§ **THE TASK**
The copy has to match the records word for word and include no pictures.

§ **INPUT**
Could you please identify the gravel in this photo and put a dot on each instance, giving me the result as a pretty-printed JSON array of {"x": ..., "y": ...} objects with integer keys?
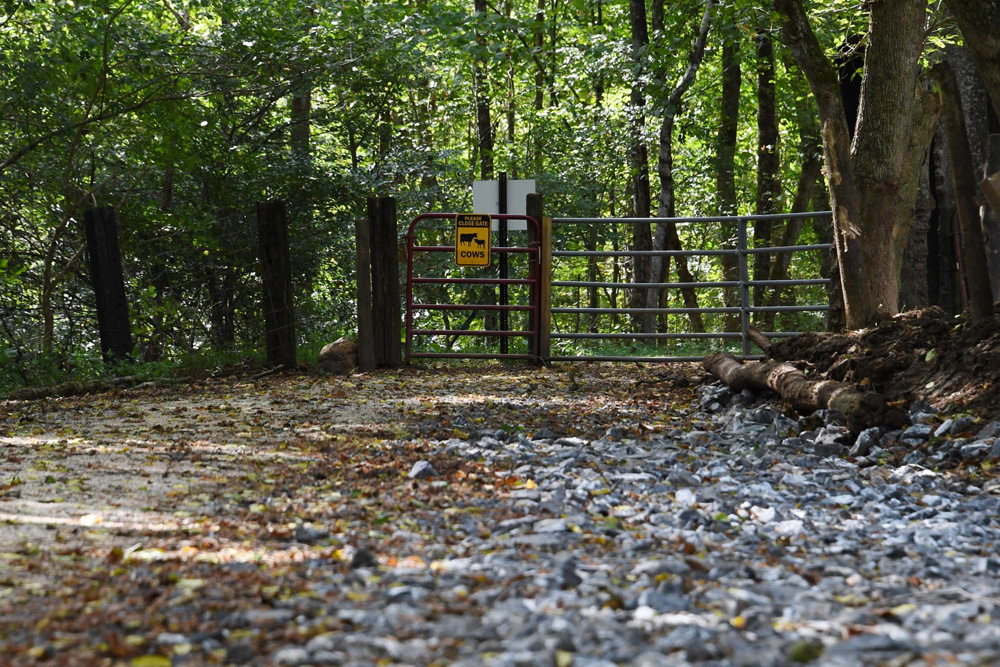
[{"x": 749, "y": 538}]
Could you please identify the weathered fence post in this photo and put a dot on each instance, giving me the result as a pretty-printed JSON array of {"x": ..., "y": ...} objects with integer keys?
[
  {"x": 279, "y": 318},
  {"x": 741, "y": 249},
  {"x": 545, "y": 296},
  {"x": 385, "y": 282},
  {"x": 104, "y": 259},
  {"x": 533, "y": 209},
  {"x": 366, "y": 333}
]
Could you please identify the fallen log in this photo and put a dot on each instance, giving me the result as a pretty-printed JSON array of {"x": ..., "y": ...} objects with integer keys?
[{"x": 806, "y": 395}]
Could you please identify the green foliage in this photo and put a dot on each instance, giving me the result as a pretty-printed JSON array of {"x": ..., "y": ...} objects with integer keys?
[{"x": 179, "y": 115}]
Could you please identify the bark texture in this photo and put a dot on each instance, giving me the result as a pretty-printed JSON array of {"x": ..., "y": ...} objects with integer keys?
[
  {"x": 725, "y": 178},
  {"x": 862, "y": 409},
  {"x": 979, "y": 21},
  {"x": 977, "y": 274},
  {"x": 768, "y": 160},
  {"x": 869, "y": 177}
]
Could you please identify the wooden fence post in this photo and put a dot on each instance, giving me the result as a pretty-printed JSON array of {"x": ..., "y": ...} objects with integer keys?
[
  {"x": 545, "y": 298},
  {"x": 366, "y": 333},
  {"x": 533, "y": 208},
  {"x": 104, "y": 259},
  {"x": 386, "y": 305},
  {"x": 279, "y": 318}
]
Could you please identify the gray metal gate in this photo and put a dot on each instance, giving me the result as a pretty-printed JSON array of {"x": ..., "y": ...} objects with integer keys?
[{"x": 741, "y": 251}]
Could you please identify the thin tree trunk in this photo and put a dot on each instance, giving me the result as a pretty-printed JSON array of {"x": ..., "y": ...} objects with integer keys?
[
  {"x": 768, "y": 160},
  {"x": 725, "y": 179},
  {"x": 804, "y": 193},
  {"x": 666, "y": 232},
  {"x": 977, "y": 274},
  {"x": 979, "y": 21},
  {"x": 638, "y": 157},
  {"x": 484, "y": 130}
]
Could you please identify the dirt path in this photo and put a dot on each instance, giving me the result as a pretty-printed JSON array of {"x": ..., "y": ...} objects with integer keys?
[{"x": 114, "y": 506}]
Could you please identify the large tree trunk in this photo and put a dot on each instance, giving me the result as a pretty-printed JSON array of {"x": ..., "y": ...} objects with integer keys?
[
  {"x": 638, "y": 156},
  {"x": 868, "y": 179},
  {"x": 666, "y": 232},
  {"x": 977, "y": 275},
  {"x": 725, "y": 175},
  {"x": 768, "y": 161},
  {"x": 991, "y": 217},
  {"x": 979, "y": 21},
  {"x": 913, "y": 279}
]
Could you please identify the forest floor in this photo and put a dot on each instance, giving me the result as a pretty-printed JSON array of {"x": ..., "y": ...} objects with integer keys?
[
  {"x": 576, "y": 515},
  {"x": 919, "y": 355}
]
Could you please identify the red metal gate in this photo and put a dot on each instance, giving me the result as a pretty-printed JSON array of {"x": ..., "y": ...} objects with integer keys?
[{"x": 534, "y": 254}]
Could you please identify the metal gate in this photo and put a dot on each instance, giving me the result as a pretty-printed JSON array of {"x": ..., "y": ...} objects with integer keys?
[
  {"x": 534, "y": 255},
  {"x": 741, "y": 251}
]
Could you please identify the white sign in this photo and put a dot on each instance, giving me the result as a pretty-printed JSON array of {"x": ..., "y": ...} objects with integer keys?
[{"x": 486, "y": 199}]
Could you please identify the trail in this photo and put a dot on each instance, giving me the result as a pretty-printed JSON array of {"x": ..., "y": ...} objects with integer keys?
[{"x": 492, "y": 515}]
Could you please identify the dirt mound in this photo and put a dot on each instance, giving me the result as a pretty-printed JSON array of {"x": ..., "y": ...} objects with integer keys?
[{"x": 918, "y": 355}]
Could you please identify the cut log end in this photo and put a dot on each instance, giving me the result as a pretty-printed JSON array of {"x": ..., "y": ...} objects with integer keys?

§ **EXERCISE SOLUTION**
Could you please identify the gravel in this photo and put a dot on each instance, giving me the result as a pretty-printed JSON array of {"x": ..., "y": ...} objects with integer keys?
[{"x": 749, "y": 538}]
Could you please identify the weathered fence post in this photo and put a dot on each instance, giving me the result as a pretty-printed JSON array of {"x": ..., "y": ...} objects with integer keys?
[
  {"x": 279, "y": 318},
  {"x": 741, "y": 249},
  {"x": 545, "y": 296},
  {"x": 385, "y": 282},
  {"x": 104, "y": 259},
  {"x": 533, "y": 209},
  {"x": 366, "y": 333}
]
Could you please identify the fallen log in this photo and put a dot on each instance, giving me the result as a pretty-printed JSON array of {"x": ..., "y": ...} objects with integer keys?
[{"x": 806, "y": 395}]
Could you please identify the green foliage in this photo and put a dot on each instance, giving me the result as a pretty-printed JSON array of {"x": ..., "y": ...} objects with integer keys?
[{"x": 179, "y": 115}]
Could you please identify the bark texture in this photo and put a dot on each instance, giving me the result as a pretty-printed JSON array of {"x": ..., "y": ...} objects with integer keys?
[
  {"x": 725, "y": 178},
  {"x": 862, "y": 409},
  {"x": 979, "y": 21},
  {"x": 977, "y": 274},
  {"x": 768, "y": 160},
  {"x": 869, "y": 177}
]
Could you please identify the wooden fence post in this photo and put a dot on each instance, giving me the result as a pretty-printed JSON array of {"x": ..., "y": ...} objects with integer keys?
[
  {"x": 545, "y": 298},
  {"x": 366, "y": 333},
  {"x": 533, "y": 208},
  {"x": 104, "y": 259},
  {"x": 386, "y": 305},
  {"x": 279, "y": 318}
]
Could you please identify the gray metal gate in this photo and put a dot on each instance, giving me the result as a pretty-printed JSON array of {"x": ..., "y": ...} objects with integer keys?
[{"x": 741, "y": 251}]
Could you please identify the thin tree trunk in this photo and put a dot on each instance, giving me the result as a pretty-printed JSON array of {"x": ..., "y": ...} objects with integer keys?
[
  {"x": 768, "y": 160},
  {"x": 725, "y": 179},
  {"x": 804, "y": 193},
  {"x": 666, "y": 232},
  {"x": 977, "y": 274},
  {"x": 979, "y": 21},
  {"x": 638, "y": 157},
  {"x": 484, "y": 130}
]
Could you please identify the dirt path in this photo and put a dot on each instance, giving me the result as a pretty-printed JSON array of {"x": ..., "y": ...} objects with integer keys?
[{"x": 114, "y": 506}]
Could you please identify the large tree trunk in this photo and put a dot on each instance, giving me the result as a pretty-printed JSON array of {"x": ..., "y": ...} objects with integer keys?
[
  {"x": 638, "y": 156},
  {"x": 868, "y": 179},
  {"x": 666, "y": 232},
  {"x": 977, "y": 275},
  {"x": 725, "y": 175},
  {"x": 768, "y": 161},
  {"x": 991, "y": 217},
  {"x": 979, "y": 21},
  {"x": 913, "y": 279}
]
Could you please identify the forest floor in this photo and put a dot on each instance, giving me the result as a pretty-printed JSON array of {"x": ..., "y": ...} objects with integer keys?
[
  {"x": 576, "y": 515},
  {"x": 919, "y": 355}
]
Could you please identify the red metal gate in this photo and put a dot on each instance, giving me the result as a pretty-printed JSON array of {"x": ..., "y": ...} objects with integer keys?
[{"x": 534, "y": 254}]
Could you please identify the metal gate in this photo and put a dot on each instance, giving me the result as a pretty-printed JSON array of {"x": ..., "y": ...} objects with integer keys?
[
  {"x": 534, "y": 255},
  {"x": 741, "y": 251}
]
Could you please identify the white sign in this photo and put a dot on each instance, giving me the result as a pretty-printed JSON array of {"x": ..., "y": ...} objects with integer keys?
[{"x": 486, "y": 199}]
Could you please identify the trail in this photo and put a dot on each instance, giving me the result as a pretty-printed JSON array of {"x": ..., "y": ...} objects with integer keys?
[{"x": 492, "y": 515}]
Could you please identify the dirt mound in this photo and put a dot on each instance, giving me the result as a pretty-printed JSON array of {"x": ..., "y": ...} objects with integer keys?
[{"x": 918, "y": 355}]
Could you please identify the cut log end in this photo and put a dot on each instance, giving me the result as a pretty-printed JSON array of {"x": ..., "y": ...} objects with integer keys?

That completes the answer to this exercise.